# [Exercise tasks]
**1.** Can you shorten the paragraph in the methods text on anaerobic aptamer fluorescence below that begins "Escherichia coli MG1655 cells were transformed" into a list that keeps its main facts?
**2.** Would you carry on the text on anaerobic aptamer fluorescence below, picking up after its final line?

# [Study text]
For oxygen recovery, cultures were briefly agitated after breaking the anaerobic seal, then placed at 4 °C, loosely capped, for 2 h before taking an identical fluorescence measurement in the flow cytometer. Data were analyzed with FlowJo (version 10.0.7).
Motility assays
Escherichia coli MG1655 cells were transformed with constructs by electroporation and grown overnight in liquid culture. Following published protocols (32), culture densities were adjusted to OD600 = 4 and 3 μl of culture was spotted onto agar plates containing 0.5% tryptone, 0.5% NaCl, 0.3% agar and 20 μM IPTG. Plates were allowed to air dry at room temperature for 30 min before being inverted and placed at 28 °C for 15 h. Plate images were analyzed with ImageJ (NIH, Bethesda, MD, USA).
RESULTS
Anaerobic growth affects GFP but not RNA aptamer fluorescence
To confirm that Spinach-based systems could function anaerobically, we expressed the aptamer in anaerobically cultured E. coli BL21 Star cells. Bacteria expressing the second-generation Spinach2 (13) exhibited 4.0-fold brighter fluorescence than bacteria expressing the oxygen-dependent GFP-LVA (Figure 1A). The LVA degron tag was added to ensure that measured fluorescence came from recently synthesized GFP (33). The fluorescence levels of cells expressing Spinach2, as well as those expressing the flavin-binding iLOV, remained consistent after cells were exposed to ambient oxygen. On the other hand, the fluorescence of GFP-expressing cells increased 13.2-fold after oxygen exposure, confirming its oxygen sensitivity and incompatibility with anaerobic applications.
Figure 1.

# [Entries supplied]
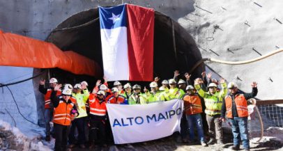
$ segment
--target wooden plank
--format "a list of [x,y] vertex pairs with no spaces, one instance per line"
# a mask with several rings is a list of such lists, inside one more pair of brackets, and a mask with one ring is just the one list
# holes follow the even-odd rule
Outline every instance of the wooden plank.
[[283,104],[283,100],[257,100],[257,105]]

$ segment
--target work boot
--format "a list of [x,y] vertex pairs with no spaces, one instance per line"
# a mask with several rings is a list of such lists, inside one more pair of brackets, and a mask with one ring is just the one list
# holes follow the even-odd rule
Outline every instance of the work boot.
[[47,135],[46,137],[45,137],[45,141],[50,141],[50,140],[51,140],[50,136]]
[[208,145],[213,145],[213,143],[215,143],[216,142],[216,139],[214,138],[211,138],[211,139],[209,140],[209,141],[207,143],[207,144]]
[[224,146],[225,146],[225,144],[224,144],[222,141],[217,141],[217,145],[223,148]]
[[230,148],[231,150],[240,150],[240,146],[238,145],[233,145]]
[[204,147],[207,147],[207,146],[208,146],[207,144],[206,143],[206,142],[204,142],[204,141],[201,141],[201,145],[204,146]]

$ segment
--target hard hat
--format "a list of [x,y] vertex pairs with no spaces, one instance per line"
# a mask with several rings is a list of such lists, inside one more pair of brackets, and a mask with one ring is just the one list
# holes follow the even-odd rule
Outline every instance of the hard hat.
[[168,84],[168,80],[163,80],[162,84]]
[[87,82],[85,81],[81,82],[81,85],[83,85],[83,84],[85,84],[85,85],[86,85],[87,86],[89,86],[89,84],[87,84]]
[[186,84],[185,81],[183,79],[180,79],[179,81],[178,82],[178,84]]
[[176,81],[173,79],[169,80],[169,84],[176,84]]
[[105,95],[105,93],[103,90],[98,90],[97,95]]
[[72,86],[71,84],[64,84],[64,86],[63,86],[63,89],[65,89],[65,88],[72,89]]
[[119,92],[119,90],[118,90],[118,88],[116,88],[116,87],[113,88],[111,90],[112,91],[112,93],[118,93],[118,92]]
[[132,86],[132,89],[141,89],[142,87],[139,85],[135,84],[135,86]]
[[107,88],[108,88],[105,84],[101,84],[99,86],[99,90],[107,90]]
[[132,88],[130,83],[127,83],[126,84],[124,85],[124,88]]
[[211,82],[211,84],[208,84],[208,86],[207,88],[211,88],[211,87],[217,88],[217,86],[215,83]]
[[77,88],[77,89],[82,89],[82,86],[81,84],[75,84],[74,88]]
[[149,87],[151,87],[151,88],[155,88],[155,87],[158,87],[158,84],[156,82],[151,82],[149,84]]
[[62,94],[66,95],[72,95],[72,89],[64,88],[64,89],[63,89]]
[[189,85],[189,86],[187,86],[187,88],[185,88],[185,90],[193,90],[193,89],[194,89],[194,88],[192,86],[192,85]]
[[228,84],[227,88],[238,88],[238,86],[234,82],[229,82]]
[[165,90],[165,88],[163,86],[160,86],[160,88],[159,88],[159,90],[161,91]]
[[50,80],[49,81],[49,84],[53,84],[53,83],[58,83],[58,80],[56,79],[55,78],[51,78]]
[[114,81],[114,84],[113,84],[113,86],[119,86],[121,85],[121,83],[119,81]]

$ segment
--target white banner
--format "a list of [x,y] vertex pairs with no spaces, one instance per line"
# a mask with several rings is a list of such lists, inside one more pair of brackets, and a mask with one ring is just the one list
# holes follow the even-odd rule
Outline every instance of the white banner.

# [Answers given]
**1.**
- E. coli MG1655 cells were transformed with constructs by electroporation and grown overnight in liquid culture.
- Following published protocols, culture densities were adjusted to OD600 = 4.
- 3 μl of culture was spotted onto agar plates containing 0.5% tryptone, 0.5% NaCl, 0.3% agar and 20 μM IPTG.
- Plates air-dried at room temperature for 30 min, then were inverted and kept at 28 °C for 15 h.
- Plate images were analyzed with ImageJ.

**2.**
Fluorescence under anaerobic growth and oxygen recovery. (A) Average mean fluorescence intensity (MFI) measured by flow cytometry of E. coli BL21 (DE3) Star cells expressing GFP-LVA, iLOV or Spinach2 constructs. These cells also co-express an inactive enzyme WspR G249A to control for expression load to match later experiments (see Figure 5), where cells express both biosensor and enzyme. Solid bars denote fluorescence after anaerobic growth; patterned bars denote fluorescence after oxygen recovery. Data are from 3 independent replicates (50 000 cells/run) represented as mean ± SD. (B) Fluorescence activation of Vc2 and Spinach2 in vitro with different concentrations of c-di-GMP, as measured in relative fluorescence units (RFUs).
Next, we considered whether the c-di-GMP biosensor Vc2 (16) could function anaerobically. Initial in vitro evaluation of Vc2, however, indicated that its maximum brightness was only 19.9% that of Spinach2, suggesting that the sensor would perform poorly in vivo under the challenging anaerobic conditions (Figure 1B). That fact, coupled with Vc2's slow fluorescence turn-on kinetics (16) (Supplementary Figure S1, Figure 3C), prompted us to develop second-generation Spinach-based biosensors for c-di-GMP.
Figure 3.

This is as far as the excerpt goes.